Directions for this task: In the passage about Sahil Bloom, rewrite the part between "As they were" and "in your life.", inclusive, swapping "a drink" for "dinner".

Document segment:
##############################

Then, in May 2021, a conversation with an old friend reframed the whole thing. Sahil writes about it in a newsletter titled “It’s Later Than You Think”, and it has since become the pivotal opening story in the beginning of his book as well.

As they were sitting down for a drink, Sahil mentioned that living in California, so far from his aging parents in Boston, had been wearing on him. His friend asked how often he saw them and how old they were. Sahil said he saw them about once a year, and they were in their mid-sixties. The friend’s reply was simple math: you’re only going to see them fifteen more times in your life.

Forty-five days later, the house in California was listed. He left private equity the same year, and the side project became his main work. The 5 Types of Wealth later debuted as an instant New York Times, USA Today, and Sunday Times bestseller in 2025, and his newsletter now has over 800,000 readers.

That’s a pretty impressive pivot. But what he didn’t do to make any of that happen is the part that might surprise most PKM-practicing knowledge workers.

So in the rest of this post, I want to give you a brief breakdown of Sahil Bloom’s Creativity Flywheel.

Capture: One Notebook, One Rule

Sahil’s capture system is a dot grid Moleskine pocket notebook, paired with a Fisher Space Pen. He’s written on LinkedIn that he tried “every fancy note-taking strategy in the world” before settling on this. The pocket size is the point: it forces him to capture only high-impact ideas, because there isn’t room for the kind of arbitrary note-taking that dominated his school years.

The constraint that turns the notebook into a system, though, isn’t the size. It’s the rule he applies to what he captures there: anything he writes down has to create movement within 24 hours. Movement can mean teaching the idea to someone, reading more about it, executing the todo, or simply crossing it off as uninteresting. Whatever the action, the entry can’t sit there untouched.

This sounds almost trivially simple. But notice what it eliminates: the inbox. The most common failure mode in any PKM system is that captures arrive faster than they get processed, and the unprocessed pile becomes its own source of guilt and shame. Sahil’s rule has no inbox to fall behind on. The notebook clears continuously.

There is an obvious cost to this strategy. He does lose ideas that might have mattered later. But the benefit is that nothing accumulates dead weight. For someone whose primary output is short-form prose with a fast production cycle, that’s a calculated tradeoff.

What survives the 24-hour test, though, has to go somewhere. That’s where his second framework kicks in.

##############################

Data shown:
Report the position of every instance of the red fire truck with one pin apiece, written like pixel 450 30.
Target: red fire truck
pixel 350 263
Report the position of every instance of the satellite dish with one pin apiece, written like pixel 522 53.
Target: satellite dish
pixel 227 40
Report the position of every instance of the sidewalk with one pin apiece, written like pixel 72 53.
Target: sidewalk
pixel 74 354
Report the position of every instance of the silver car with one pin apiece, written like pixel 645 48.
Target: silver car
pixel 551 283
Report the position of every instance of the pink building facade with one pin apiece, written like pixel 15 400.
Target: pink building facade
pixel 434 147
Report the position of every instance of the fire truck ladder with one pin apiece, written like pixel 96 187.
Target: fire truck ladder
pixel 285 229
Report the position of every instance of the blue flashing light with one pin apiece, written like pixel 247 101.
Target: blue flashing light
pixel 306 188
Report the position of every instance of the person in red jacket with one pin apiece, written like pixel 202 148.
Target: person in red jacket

##############################

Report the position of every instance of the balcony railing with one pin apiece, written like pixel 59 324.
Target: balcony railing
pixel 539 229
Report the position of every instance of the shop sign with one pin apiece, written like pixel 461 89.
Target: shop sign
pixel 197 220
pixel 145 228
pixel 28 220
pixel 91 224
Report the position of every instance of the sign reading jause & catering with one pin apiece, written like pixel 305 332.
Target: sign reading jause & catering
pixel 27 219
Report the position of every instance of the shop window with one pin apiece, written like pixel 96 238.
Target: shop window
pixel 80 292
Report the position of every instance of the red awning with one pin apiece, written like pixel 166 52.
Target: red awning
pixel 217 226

##############################

Answer to this exercise:
As they were sitting down for dinner, Sahil mentioned that living in California, so far from his aging parents in Boston, had been wearing on him. His friend asked how often he saw them and how old they were. Sahil said he saw them about once a year, and they were in their mid-sixties. The friend’s reply was simple math: you’re only going to see them fifteen more times in your life.